> [Dataset excerpts]
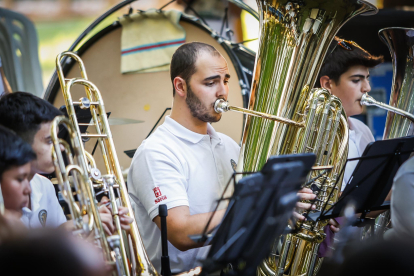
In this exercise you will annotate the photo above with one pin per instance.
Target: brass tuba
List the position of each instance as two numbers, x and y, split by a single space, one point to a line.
400 118
294 38
132 254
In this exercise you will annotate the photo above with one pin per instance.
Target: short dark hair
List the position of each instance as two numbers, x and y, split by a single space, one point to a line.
13 150
338 60
184 59
24 113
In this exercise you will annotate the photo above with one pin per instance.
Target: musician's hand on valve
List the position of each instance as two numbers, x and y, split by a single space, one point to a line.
106 218
122 211
304 194
334 225
125 220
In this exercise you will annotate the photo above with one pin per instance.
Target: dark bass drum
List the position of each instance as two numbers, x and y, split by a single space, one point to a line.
148 96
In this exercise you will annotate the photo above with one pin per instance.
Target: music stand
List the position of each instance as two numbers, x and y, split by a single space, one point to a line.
257 214
373 176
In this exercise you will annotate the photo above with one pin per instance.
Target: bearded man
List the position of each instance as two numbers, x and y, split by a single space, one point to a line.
185 163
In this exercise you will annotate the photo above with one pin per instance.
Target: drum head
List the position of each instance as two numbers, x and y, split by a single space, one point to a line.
141 96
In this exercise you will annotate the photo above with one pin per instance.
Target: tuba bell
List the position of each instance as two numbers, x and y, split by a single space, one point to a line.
399 123
294 38
129 249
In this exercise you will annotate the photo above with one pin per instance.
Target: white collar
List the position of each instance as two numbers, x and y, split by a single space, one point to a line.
182 132
36 195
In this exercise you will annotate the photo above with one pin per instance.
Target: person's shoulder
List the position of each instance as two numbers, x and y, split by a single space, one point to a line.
41 183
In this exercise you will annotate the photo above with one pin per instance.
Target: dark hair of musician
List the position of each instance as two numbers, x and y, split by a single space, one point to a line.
339 58
14 151
184 60
24 113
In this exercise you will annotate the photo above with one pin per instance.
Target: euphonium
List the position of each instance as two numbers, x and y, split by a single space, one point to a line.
294 38
131 248
400 42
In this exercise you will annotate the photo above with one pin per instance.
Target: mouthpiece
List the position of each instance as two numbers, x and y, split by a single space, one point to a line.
367 100
221 106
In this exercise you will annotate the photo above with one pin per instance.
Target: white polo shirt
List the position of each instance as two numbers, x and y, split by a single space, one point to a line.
178 167
45 208
359 137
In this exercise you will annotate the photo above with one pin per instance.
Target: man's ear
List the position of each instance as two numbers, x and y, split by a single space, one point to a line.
326 83
180 86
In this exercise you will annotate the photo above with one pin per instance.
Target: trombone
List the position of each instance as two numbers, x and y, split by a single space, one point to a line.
370 101
131 248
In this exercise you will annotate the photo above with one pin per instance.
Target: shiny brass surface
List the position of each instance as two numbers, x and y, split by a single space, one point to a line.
294 38
74 175
400 42
370 101
223 106
131 257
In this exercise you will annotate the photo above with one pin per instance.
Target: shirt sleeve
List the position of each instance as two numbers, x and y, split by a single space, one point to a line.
157 177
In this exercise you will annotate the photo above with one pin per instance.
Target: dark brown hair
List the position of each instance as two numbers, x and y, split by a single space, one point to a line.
184 59
340 58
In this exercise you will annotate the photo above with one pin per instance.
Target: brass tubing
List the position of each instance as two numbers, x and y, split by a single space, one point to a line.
221 106
369 101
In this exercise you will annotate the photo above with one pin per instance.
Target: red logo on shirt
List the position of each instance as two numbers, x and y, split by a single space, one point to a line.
158 195
157 192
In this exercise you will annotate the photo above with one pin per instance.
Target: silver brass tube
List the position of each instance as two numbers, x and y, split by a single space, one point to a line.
221 106
369 101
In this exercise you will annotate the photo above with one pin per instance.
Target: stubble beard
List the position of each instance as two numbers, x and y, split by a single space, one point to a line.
199 110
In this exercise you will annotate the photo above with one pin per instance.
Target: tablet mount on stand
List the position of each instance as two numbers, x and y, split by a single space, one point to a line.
372 178
257 214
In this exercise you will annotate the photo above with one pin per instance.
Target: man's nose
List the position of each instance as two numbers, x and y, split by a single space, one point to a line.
366 87
223 91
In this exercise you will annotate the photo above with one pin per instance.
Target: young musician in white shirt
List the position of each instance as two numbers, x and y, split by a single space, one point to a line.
185 163
30 117
345 74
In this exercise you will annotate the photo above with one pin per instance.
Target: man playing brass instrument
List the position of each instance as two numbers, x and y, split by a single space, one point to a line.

> [Work required] Each line in the records above with "brass" must be returned.

> [Written response]
Target: brass tuba
Target: shiny brass surface
Target: brass tubing
Target: silver brass tube
Target: man playing brass instrument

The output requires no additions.